*The task*
Filter the items below and copy each line that contains the string "tree". Matching is case-sensitive.

*Exercise input*
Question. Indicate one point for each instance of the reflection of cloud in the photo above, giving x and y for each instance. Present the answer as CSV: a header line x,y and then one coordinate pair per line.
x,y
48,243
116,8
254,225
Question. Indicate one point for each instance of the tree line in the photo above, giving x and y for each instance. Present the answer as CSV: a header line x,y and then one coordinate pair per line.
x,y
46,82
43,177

--

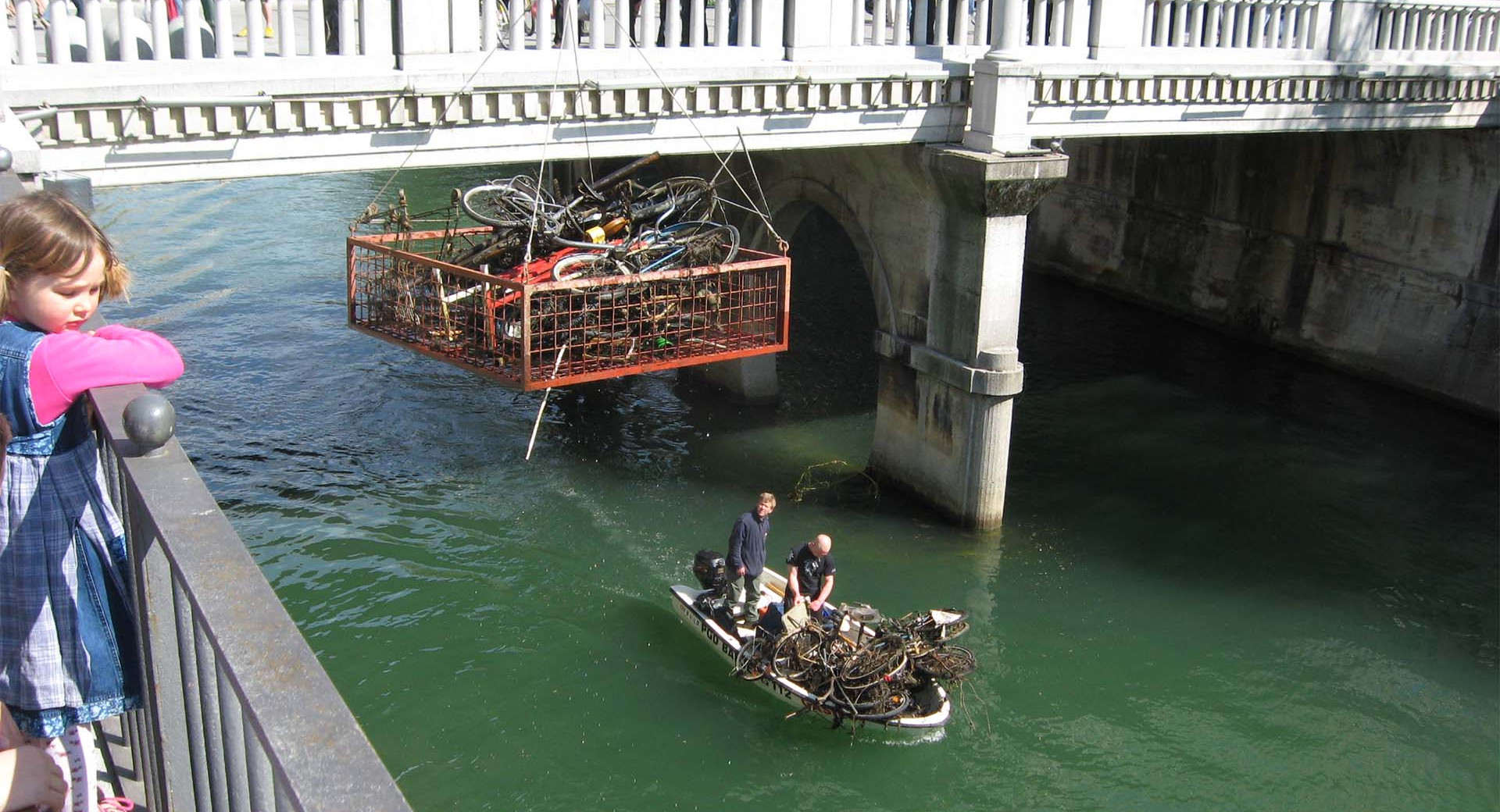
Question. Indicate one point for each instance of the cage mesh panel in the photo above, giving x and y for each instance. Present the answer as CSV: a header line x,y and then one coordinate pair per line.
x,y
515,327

*Exercise answer*
Question. Indicate one point for each instance of the tree line in the photo above, giving x and y for each instance. Present the answer as CSV: a header line x,y and then one coordinate pair per line.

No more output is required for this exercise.